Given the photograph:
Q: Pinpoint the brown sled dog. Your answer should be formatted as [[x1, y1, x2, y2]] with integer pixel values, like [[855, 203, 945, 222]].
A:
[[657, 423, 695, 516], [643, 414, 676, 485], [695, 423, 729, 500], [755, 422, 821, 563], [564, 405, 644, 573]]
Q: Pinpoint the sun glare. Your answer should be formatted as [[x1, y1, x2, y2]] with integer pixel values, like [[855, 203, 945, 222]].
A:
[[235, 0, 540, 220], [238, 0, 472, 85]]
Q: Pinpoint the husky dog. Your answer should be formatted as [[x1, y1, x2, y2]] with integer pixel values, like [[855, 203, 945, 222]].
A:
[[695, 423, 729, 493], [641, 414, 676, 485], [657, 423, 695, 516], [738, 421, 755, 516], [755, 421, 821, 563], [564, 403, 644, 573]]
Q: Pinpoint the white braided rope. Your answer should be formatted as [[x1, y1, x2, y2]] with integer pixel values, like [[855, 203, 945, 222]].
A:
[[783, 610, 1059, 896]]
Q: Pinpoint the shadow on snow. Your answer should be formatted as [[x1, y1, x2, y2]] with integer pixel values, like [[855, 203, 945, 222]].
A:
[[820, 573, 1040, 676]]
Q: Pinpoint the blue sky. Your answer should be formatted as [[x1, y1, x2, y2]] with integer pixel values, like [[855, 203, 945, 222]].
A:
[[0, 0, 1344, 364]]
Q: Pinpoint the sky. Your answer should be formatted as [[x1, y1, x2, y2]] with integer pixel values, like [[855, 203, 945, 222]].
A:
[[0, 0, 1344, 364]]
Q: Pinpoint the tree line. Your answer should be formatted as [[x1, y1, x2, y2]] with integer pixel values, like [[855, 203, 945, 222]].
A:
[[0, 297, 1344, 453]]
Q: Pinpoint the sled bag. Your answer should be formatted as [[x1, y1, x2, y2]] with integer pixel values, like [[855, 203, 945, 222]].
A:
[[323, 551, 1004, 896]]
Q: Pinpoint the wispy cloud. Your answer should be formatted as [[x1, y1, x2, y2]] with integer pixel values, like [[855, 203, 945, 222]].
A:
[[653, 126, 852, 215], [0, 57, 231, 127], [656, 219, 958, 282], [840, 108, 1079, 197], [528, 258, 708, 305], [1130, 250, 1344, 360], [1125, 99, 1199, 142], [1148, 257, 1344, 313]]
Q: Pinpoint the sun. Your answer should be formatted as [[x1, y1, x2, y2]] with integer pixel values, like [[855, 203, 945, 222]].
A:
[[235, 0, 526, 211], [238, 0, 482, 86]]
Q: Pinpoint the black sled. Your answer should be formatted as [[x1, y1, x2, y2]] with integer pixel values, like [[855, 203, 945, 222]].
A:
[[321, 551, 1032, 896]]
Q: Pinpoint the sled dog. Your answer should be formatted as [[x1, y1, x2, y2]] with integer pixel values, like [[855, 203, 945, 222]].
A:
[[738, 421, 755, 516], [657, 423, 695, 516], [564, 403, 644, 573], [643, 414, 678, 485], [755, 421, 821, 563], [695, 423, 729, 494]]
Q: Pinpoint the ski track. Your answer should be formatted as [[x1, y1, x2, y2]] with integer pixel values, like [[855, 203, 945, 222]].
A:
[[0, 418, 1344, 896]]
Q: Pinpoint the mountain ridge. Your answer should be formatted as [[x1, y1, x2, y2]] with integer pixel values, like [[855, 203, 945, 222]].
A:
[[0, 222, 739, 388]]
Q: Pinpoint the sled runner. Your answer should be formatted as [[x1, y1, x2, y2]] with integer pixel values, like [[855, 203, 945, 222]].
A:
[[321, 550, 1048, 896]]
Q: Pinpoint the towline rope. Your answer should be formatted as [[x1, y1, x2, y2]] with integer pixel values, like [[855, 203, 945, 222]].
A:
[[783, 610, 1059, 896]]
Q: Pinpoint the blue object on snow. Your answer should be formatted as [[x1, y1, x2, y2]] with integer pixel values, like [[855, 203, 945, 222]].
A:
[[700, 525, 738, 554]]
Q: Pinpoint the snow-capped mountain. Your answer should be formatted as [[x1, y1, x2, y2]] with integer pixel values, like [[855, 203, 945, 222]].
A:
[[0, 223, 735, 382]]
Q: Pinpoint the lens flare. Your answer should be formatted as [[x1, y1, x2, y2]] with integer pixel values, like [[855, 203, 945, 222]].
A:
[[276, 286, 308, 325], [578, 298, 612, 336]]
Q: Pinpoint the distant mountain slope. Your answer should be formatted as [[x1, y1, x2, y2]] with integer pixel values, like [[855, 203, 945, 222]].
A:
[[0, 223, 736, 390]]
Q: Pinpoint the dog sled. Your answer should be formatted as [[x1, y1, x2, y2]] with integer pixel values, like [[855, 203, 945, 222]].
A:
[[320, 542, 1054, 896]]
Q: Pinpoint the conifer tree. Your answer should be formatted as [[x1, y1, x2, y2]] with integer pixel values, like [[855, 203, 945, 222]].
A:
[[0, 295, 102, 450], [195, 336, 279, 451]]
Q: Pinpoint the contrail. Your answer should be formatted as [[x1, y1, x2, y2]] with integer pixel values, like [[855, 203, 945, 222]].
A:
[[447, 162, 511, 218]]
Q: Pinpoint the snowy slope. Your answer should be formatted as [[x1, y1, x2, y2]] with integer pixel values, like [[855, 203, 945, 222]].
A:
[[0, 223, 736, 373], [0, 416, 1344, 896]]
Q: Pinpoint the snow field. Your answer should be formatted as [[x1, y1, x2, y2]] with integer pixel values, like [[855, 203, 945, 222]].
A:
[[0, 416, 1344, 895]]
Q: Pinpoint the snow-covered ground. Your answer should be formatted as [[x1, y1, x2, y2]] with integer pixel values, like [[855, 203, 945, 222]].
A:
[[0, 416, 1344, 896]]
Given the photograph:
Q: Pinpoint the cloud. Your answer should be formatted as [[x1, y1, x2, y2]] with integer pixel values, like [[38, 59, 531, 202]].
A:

-------

## BRIEF
Can you recast all of the records above as a JSON list of strings, one string per line, omitting any blank lines?

## RESPONSE
[
  "Given the photograph:",
  "Q: Pinpoint the brown sled dog. Your answer should be formatted as [[x1, y1, x2, y2]] with integer pixel values, like [[855, 203, 945, 222]].",
  "A:",
  "[[657, 423, 695, 516], [643, 414, 676, 485], [695, 423, 729, 500], [755, 422, 821, 563], [564, 405, 644, 573]]",
  "Q: Pinpoint the sun glare. Your answer should be formatted as [[x1, y1, x2, y2]] with integer pixel values, like [[855, 203, 945, 222]].",
  "A:",
  "[[235, 0, 540, 220], [238, 0, 472, 85]]",
  "Q: Pinpoint the husky dog. Your answer should be formatted as [[x1, y1, x2, y2]] with integer pixel values, like [[855, 203, 945, 222]].",
  "A:",
  "[[695, 423, 729, 493], [641, 414, 676, 485], [657, 423, 695, 516], [738, 421, 755, 516], [755, 421, 821, 563], [564, 403, 644, 573]]",
  "Q: Pinpoint the white braided rope. Your answer should be formatted as [[x1, y1, x2, y2]] with integer pixel values, like [[855, 203, 945, 222]].",
  "A:",
  "[[783, 610, 1059, 896]]",
  "Q: Pinpoint the shadow on snow. Your answer should be formatted as [[x1, y1, x2, y2]] with integer pixel values, like [[855, 203, 945, 222]].",
  "A:",
  "[[820, 573, 1040, 676]]",
  "Q: Pinpoint the blue sky. Your answer should be formatted as [[x1, y1, x2, y2]] with integer pixel values, like [[855, 203, 945, 222]].",
  "A:",
  "[[0, 0, 1344, 364]]",
  "Q: Pinpoint the sky. Your answer should be formatted as [[x1, y1, x2, y2]] with integer pixel values, like [[855, 203, 945, 222]].",
  "A:",
  "[[0, 0, 1344, 364]]",
  "Q: Pinpoint the tree line. Your answer should be formatted as [[x1, y1, x2, y2]] with integer pixel values, like [[855, 203, 945, 222]].",
  "A:",
  "[[0, 297, 1344, 453]]",
  "Q: Pinpoint the sled bag. Your answer should be formatted as [[x1, y1, x2, y2]] with integer pixel values, like [[855, 203, 945, 222]].",
  "A:",
  "[[323, 551, 1004, 896]]",
  "Q: Pinpoint the wispy cloud. Your answer should be formatted as [[x1, y1, x2, y2]] with integer pixel values, like [[855, 203, 945, 222]].",
  "A:",
  "[[653, 126, 852, 215], [0, 57, 231, 127], [656, 219, 958, 282], [840, 108, 1079, 197], [528, 258, 708, 305], [1130, 250, 1344, 360], [1125, 99, 1199, 142], [1148, 257, 1344, 313]]",
  "Q: Pinpoint the sun. Your answer should be formatted as [[x1, y1, x2, y2]] with integer pixel values, like [[855, 203, 945, 222]].",
  "A:",
  "[[235, 0, 526, 211], [238, 0, 482, 86]]",
  "Q: Pinpoint the black sled. Your answer should be formatted as [[x1, y1, x2, y2]] with integer pixel values, like [[855, 203, 945, 222]].",
  "A:",
  "[[321, 551, 1032, 896]]",
  "Q: Pinpoint the sled dog. Your answer should be formatted as [[x1, y1, x2, y2]] with integer pixel values, like [[855, 203, 945, 222]].",
  "A:",
  "[[738, 421, 755, 516], [657, 423, 695, 516], [564, 403, 644, 573], [643, 414, 678, 485], [755, 421, 821, 563], [695, 423, 729, 494]]",
  "Q: Pinpoint the ski track. Your answer should be formatted as [[x1, y1, x2, y2]] with integer pixel values, like [[855, 203, 945, 222]].",
  "A:",
  "[[0, 418, 1344, 896]]",
  "Q: Pinpoint the mountain ridge. Your answer should be formatted as [[x1, y1, x2, y2]] with integer pixel values, like [[855, 203, 945, 222]].",
  "A:",
  "[[0, 222, 739, 388]]",
  "Q: Pinpoint the sled runner. Your answer should be formatted as [[x1, y1, x2, y2]] with integer pixel values, like [[855, 203, 945, 222]].",
  "A:",
  "[[321, 550, 1048, 896]]",
  "Q: Pinpoint the towline rope. Your answer should be formatted as [[x1, y1, x2, y2]] with integer pixel values, like [[855, 203, 945, 222]].",
  "A:",
  "[[783, 610, 1059, 896]]",
  "Q: Pinpoint the blue object on snow. Your answer should be formatted as [[x1, y1, x2, y2]] with integer pixel values, like [[855, 203, 945, 222]].",
  "A:",
  "[[700, 525, 738, 554]]",
  "Q: Pinpoint the snow-capped mountain. Your answer should be formatted as [[x1, y1, x2, y2]] with integer pixel values, like [[855, 203, 945, 222]].",
  "A:",
  "[[0, 223, 735, 382]]",
  "Q: Pinpoint the lens flare. Your answer should be formatted as [[x1, y1, x2, y2]] with integer pixel values, like [[855, 203, 945, 222]].",
  "A:",
  "[[276, 286, 308, 325], [578, 298, 612, 336]]",
  "Q: Pinpoint the distant mountain slope. Your answer should be formatted as [[x1, y1, x2, y2]] with integer pixel values, like [[855, 203, 945, 222]].",
  "A:",
  "[[0, 223, 736, 390]]",
  "Q: Pinpoint the dog sled. Your answer should be formatted as [[x1, y1, x2, y2]] with integer pixel values, like [[855, 203, 945, 222]].",
  "A:",
  "[[320, 542, 1054, 896]]",
  "Q: Pinpoint the conifer tree. Your answer should be formatted as [[x1, y1, x2, y2]] with integer pixel values, like [[855, 203, 945, 222]].",
  "A:",
  "[[0, 295, 102, 450], [195, 336, 279, 451]]",
  "Q: Pinpoint the contrail. Your answer should be formatted as [[x1, y1, x2, y2]] with integer pixel values, like [[855, 203, 945, 222]].",
  "A:",
  "[[447, 162, 511, 218]]",
  "Q: Pinpoint the snowy slope. Your answer should be formatted as [[x1, y1, x2, y2]] with integer pixel values, like [[855, 203, 945, 222]].",
  "A:",
  "[[0, 223, 736, 373], [0, 416, 1344, 896]]",
  "Q: Pinpoint the snow field. Your answer should be formatted as [[x1, y1, x2, y2]] with integer pixel values, like [[855, 203, 945, 222]].",
  "A:",
  "[[0, 416, 1344, 895]]",
  "Q: Pinpoint the snow-covered ground. Your answer should be formatted as [[x1, y1, x2, y2]] with integer pixel values, like [[855, 203, 945, 222]].",
  "A:",
  "[[0, 416, 1344, 896]]",
  "Given the photograph:",
  "Q: Pinpoint the cloud. Your answer should be formatted as [[x1, y1, x2, y2]] with integer pixel values, like [[38, 59, 531, 202]].",
  "A:"
]